Instruction:
Copy out the records below, replacing "one box per line" with "one box on each line" wherever it occurs and changing nothing else.

(Records from a dataset)
--------------------------------
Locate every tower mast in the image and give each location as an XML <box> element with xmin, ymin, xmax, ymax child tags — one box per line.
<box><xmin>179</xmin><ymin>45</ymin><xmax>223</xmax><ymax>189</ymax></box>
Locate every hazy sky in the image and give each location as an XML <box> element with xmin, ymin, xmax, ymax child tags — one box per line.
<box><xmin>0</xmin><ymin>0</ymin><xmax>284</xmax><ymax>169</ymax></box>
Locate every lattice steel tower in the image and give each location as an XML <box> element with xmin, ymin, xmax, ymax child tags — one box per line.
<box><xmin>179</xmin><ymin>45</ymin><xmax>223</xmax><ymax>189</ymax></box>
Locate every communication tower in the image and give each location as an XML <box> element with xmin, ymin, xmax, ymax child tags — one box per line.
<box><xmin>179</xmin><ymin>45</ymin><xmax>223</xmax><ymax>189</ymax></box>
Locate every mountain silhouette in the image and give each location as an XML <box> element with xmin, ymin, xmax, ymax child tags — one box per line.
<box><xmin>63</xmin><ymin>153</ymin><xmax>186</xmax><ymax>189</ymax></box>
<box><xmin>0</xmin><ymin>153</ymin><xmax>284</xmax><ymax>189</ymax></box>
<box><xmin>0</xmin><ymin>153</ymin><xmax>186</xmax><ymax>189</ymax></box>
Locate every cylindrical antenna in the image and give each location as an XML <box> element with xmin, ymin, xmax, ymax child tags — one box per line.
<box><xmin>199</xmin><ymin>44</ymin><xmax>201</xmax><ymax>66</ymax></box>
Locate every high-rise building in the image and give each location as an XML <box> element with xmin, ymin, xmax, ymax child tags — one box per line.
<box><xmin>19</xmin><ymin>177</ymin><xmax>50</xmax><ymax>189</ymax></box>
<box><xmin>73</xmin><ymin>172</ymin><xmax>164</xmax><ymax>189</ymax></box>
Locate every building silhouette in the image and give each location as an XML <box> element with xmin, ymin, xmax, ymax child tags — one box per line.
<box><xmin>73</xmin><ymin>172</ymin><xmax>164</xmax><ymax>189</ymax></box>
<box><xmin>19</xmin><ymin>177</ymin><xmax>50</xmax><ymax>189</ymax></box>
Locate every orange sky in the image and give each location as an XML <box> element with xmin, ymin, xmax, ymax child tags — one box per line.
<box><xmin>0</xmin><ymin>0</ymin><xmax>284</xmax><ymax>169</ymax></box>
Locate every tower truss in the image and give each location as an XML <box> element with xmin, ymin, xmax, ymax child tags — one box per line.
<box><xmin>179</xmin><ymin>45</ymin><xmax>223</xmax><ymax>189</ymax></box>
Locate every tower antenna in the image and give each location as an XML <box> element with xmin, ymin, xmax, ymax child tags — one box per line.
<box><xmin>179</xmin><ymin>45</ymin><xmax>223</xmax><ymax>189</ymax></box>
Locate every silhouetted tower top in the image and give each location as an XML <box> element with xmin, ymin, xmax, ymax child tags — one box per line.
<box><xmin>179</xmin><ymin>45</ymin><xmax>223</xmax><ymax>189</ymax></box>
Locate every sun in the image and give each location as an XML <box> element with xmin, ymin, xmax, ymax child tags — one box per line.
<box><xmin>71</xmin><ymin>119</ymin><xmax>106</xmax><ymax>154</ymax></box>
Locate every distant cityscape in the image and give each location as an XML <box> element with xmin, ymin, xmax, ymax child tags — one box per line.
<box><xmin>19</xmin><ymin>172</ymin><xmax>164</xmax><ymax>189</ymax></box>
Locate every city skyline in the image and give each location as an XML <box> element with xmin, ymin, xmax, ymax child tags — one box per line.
--------------------------------
Reply to the exercise:
Locate every tower mast in the image and give each location as an XML <box> element with xmin, ymin, xmax, ymax child tags — one box on each line.
<box><xmin>179</xmin><ymin>45</ymin><xmax>223</xmax><ymax>189</ymax></box>
Locate every hazy sky in the image and give each location as an XML <box> element with xmin, ymin, xmax, ymax child tags — one box on each line.
<box><xmin>0</xmin><ymin>0</ymin><xmax>284</xmax><ymax>169</ymax></box>
Locate every lattice steel tower in the image and give each location as an XML <box> element with xmin, ymin, xmax, ymax child tags — one box on each line.
<box><xmin>179</xmin><ymin>45</ymin><xmax>223</xmax><ymax>189</ymax></box>
Locate every communication tower in the image and give each location as an XML <box> element with xmin, ymin, xmax, ymax child tags — one box on each line.
<box><xmin>179</xmin><ymin>45</ymin><xmax>223</xmax><ymax>189</ymax></box>
Locate every mountain silhouette in the image and give each location as an XML <box> element with xmin, ymin, xmax, ymax child tags — one box on each line.
<box><xmin>63</xmin><ymin>153</ymin><xmax>186</xmax><ymax>189</ymax></box>
<box><xmin>0</xmin><ymin>153</ymin><xmax>284</xmax><ymax>189</ymax></box>
<box><xmin>0</xmin><ymin>153</ymin><xmax>186</xmax><ymax>189</ymax></box>
Locate every cylindrical antenna in the image and give each location as an XML <box> element with xmin, ymin, xmax, ymax child tags — one box on each line.
<box><xmin>199</xmin><ymin>44</ymin><xmax>201</xmax><ymax>66</ymax></box>
Locate every high-rise building in the image and give each location as an XML <box> element with xmin, ymin, xmax, ymax child tags — one box on each line.
<box><xmin>19</xmin><ymin>177</ymin><xmax>50</xmax><ymax>189</ymax></box>
<box><xmin>73</xmin><ymin>172</ymin><xmax>164</xmax><ymax>189</ymax></box>
Locate every building silhouette in the image and give each location as an XML <box> element with xmin, ymin, xmax, ymax child tags — one box on each line.
<box><xmin>73</xmin><ymin>172</ymin><xmax>164</xmax><ymax>189</ymax></box>
<box><xmin>19</xmin><ymin>177</ymin><xmax>50</xmax><ymax>189</ymax></box>
Locate every orange sky in the image and give each location as an XML <box> element with xmin, ymin, xmax, ymax child tags — one box on each line.
<box><xmin>0</xmin><ymin>0</ymin><xmax>284</xmax><ymax>169</ymax></box>
Locate every tower truss in the image and give each location as an XML <box> element with xmin, ymin, xmax, ymax child tags — one box on each line.
<box><xmin>179</xmin><ymin>45</ymin><xmax>223</xmax><ymax>189</ymax></box>
Locate every tower antenna in the image and give each location as an XML <box> element with xmin, ymin, xmax, ymax child tags — one box on each line.
<box><xmin>179</xmin><ymin>45</ymin><xmax>223</xmax><ymax>189</ymax></box>
Locate every silhouetted tower top in the image and give each location as an XML <box> element with xmin, ymin, xmax, ymax child tags — one box on each line.
<box><xmin>179</xmin><ymin>45</ymin><xmax>223</xmax><ymax>189</ymax></box>
Locate every sun in the image and give each location as an XML <box> element with xmin, ymin, xmax, ymax child tags — one box on each line.
<box><xmin>71</xmin><ymin>119</ymin><xmax>106</xmax><ymax>154</ymax></box>
Locate every distant cityscape in the image and give each location as an XML <box> element with xmin, ymin, xmax, ymax child tags — one box on each line.
<box><xmin>19</xmin><ymin>172</ymin><xmax>164</xmax><ymax>189</ymax></box>
Locate every city skyline in the image and give each location as an XML <box> element with xmin, ymin, xmax, ymax child tags — one box on each line.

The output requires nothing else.